## Tasks to perform
(a) Write out, word for word, the section of the passage on sexual orientation law that runs from "As articles 177" up to and including "penalty and fine.".
(b) Extend the passage on sexual orientation law, picking up after its final sentence.

## Document segment
- - -

In 2017, the Constitutional Council - a court-like body - pronounced the unconstitutionality of the law of associations, on which the state based its rejection to register LAMBDA. 102

4.5 São Tomé and Principe

The small archipelago of São Tomé and Principe, located in the Gulf of Guinea, has a population of around 200,000 inhabitants. Freedom House ranks the country as having a good records pertaining to political rights and civil liberties.103 It is a small economy, with a poor HDI ranking, at around position 143 out of 189 countries.104 With Cape Verde, it shares a high level of social tolerance and acceptance towards homosexuality, as the Afrobarometer survey found that people of São Tomé expresses a level of tolerance that is above the average of the countries studied.105 The archipelago is the third African Lusophone country that appeared above the average (21%) of those studied by Afrobarometer, with near half of the respondents (46%) demonstrating a good tolerance towards homosexuality.106

The legal recognition of sexual orientation in São Tome took place in 2008, when it adopted the first ordinary law criminalising domestic and familiar violence. Article 2 of Law 11/2008 states:

Every woman, man, child, regardless of class, ethnicity, sexual orientation, profession, culture, educational level, age and religion, enjoys the fundamental rights inherent to the human person, being assured the opportunities and facilities to live without violence, to preserve their physical and mental health and their moral, intellectual and social integrity.

The country adopted a new penal code in 2012, repealing the law criminalising consensual same-sex activity. That was a recommendation made to the country in 2011, during the first UPR cycle.107 The new legislation aggravates the penalty of the qualified homicide when motivated by hatred against the sexual orientation of the victim. Article 130 of the Penal Code states:

1. If the death is caused in a circumstance that reveals a special objection or perversity of the agent, the penalty is the imprisonment of 14 to 20 years.

2. The particular objectionability or perversity referred to in the preceding paragraph may reveal, inter alia, the fact that the staff member:

(...)

(d) be determined by racial, religious or political hatred, or generated by the color, ethnic or national origin, sex or sexual orientation of the victim.

São Tomé and Principe moved from criminalisation to protection in its new Penal Code. The state engaged in active dialogue during the first cycle of UPR, accepting the recommendations made to repeal the criminalisation of same-sex activity.108

The same law criminalises, in article 178, ‘homosexual acts with adolescents’. This provision was a legal transplant form former article 175 of the Portuguese Penal Code (1995).109 Such disposition of homosexual acts with adolescents constitutes a form of discrimination based on sexual orientation, as article 177 of the Penal Code criminalises the sexual acts with adolescents, when ‘copulation, anal or oral intercourse’ took place, irrespectively the gender of the minor, and punishable with imprisonment up to 3 years or fine up to 300 days. In article 178, the legislature does not define ‘homosexual acts of relevance’ with minors but gave a less severe punishment of imprisonment up to 2 years or fine up to 200 days.

As articles 177 and 178 seem to cover the same legal good, which is the minor’s sexual freedom and self-determination, the São Toméan legislature defines a less severe penalty and fine for the crime of homosexual acts with adolescents. Article 178 also stipulates that a person who acts in a way of aiding or abetting the commitment of the homosexual acts by the minor is also punishable under the law. São Tomé and Principe should repeal article 178 of the Penal Code as it constitutes discrimination based on sexual orientation, and article 177 gives an enough scope to accommodate all crimes committed against the sexual determination of minor with a more adequate penalty and fine.

- - -

## Data section
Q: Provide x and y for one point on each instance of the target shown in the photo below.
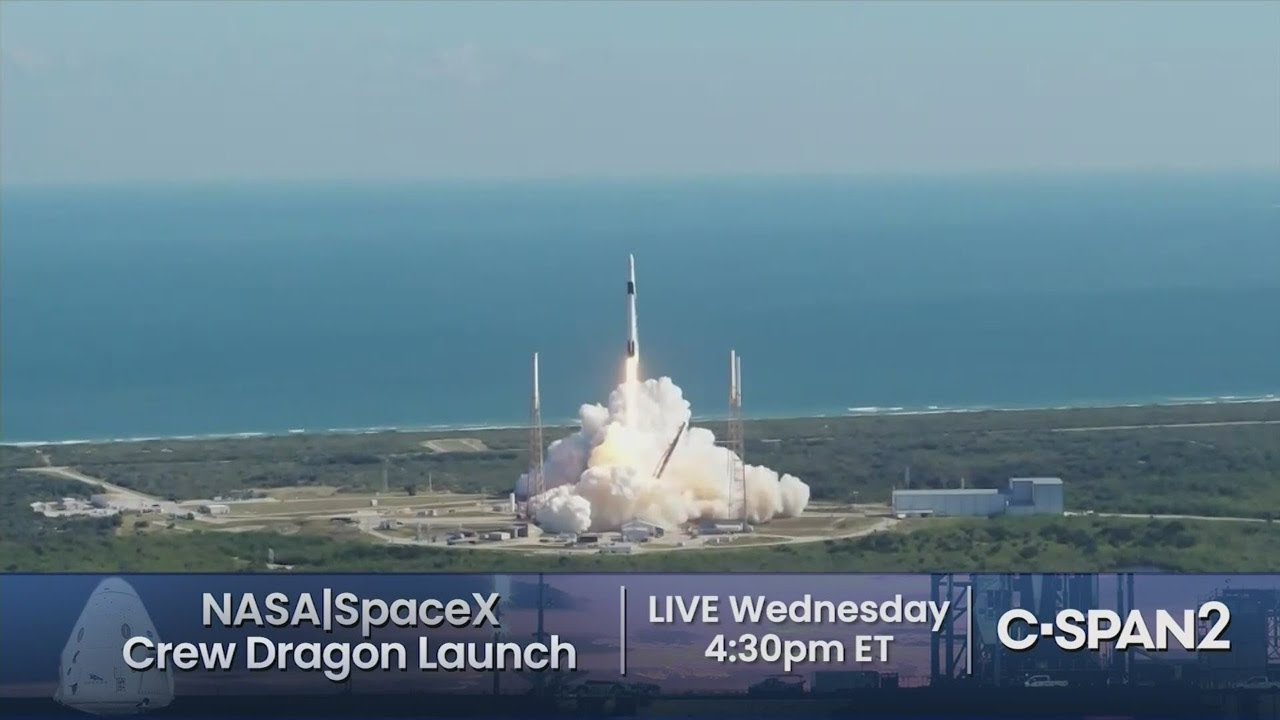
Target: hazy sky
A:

- - -

## Exercise answers
(a)
As articles 177 and 178 seem to cover the same legal good, which is the minor’s sexual freedom and self-determination, the São Toméan legislature defines a less severe penalty and fine for the crime of homosexual acts with adolescents. Article 178 also stipulates that a person who acts in a way of aiding or abetting the commitment of the homosexual acts by the minor is also punishable under the law. São Tomé and Principe should repeal article 178 of the Penal Code as it constitutes discrimination based on sexual orientation, and article 177 gives an enough scope to accommodate all crimes committed against the sexual determination of minor with a more adequate penalty and fine.

(b)
5 CONCLUSION

This article analyses the legal developments of African Union law and domestic criminal law of the African Lusophone countries regarding the prohibition of discrimination based on sexual orientation. Remaining as a complex human rights issue and despite developments in international human rights law, there is strong reluctance to deal with the topic, due its political, cultural and religious dimensions. The article sheds some light on the legal developments under United Nations and African Union law, but also presents an in-depth analysis of African Lusophone countries’ domestic legislation regarding sexual orientation and human rights standards. The article further presents a distinctive narrative contradicting the rhetoric of homosexuality as being unAfrican or a western imposition, as the African Lusophone countries, as well as South African and recently Botswana, are examples of states that prohibits discrimination of its citizens regardless of their sexual orientation, as such ground constitutes a negative condition that puts this citizens at risk of vulnerably and several human rights violations.

The first conclusion to be drawn from this discussion is that African states individually and collectively have displayed strong resistance against affirming the prohibition of discrimination based on sexual orientation. Despite the efforts by the African Commission to recognise sexual orientation as a human rights issue, and the broad protection granted by the African Charter in its articles 2 and 28, the Commission has faced resistance from other AU bodies. The experience of African Lusophone countries shows that, despite the cultural sensibility of the issue of sexual orientation, at least some African states are willing to fulfill their international human rights obligations by protecting the rights of sexual minorities. These countries may play an important role in the AU human rights system by reaffirming the independence of the African Commission on human and peoples’ rights and pushing for the development of African human rights law to protect all African citizens from discrimination on any grounds. The African Commission should also adopt an approach to invite African states to repeal sodomy laws from their penal codes and ensure that no discrimination, including discrimination based on sexual orientation, is tolerated under the African Charter.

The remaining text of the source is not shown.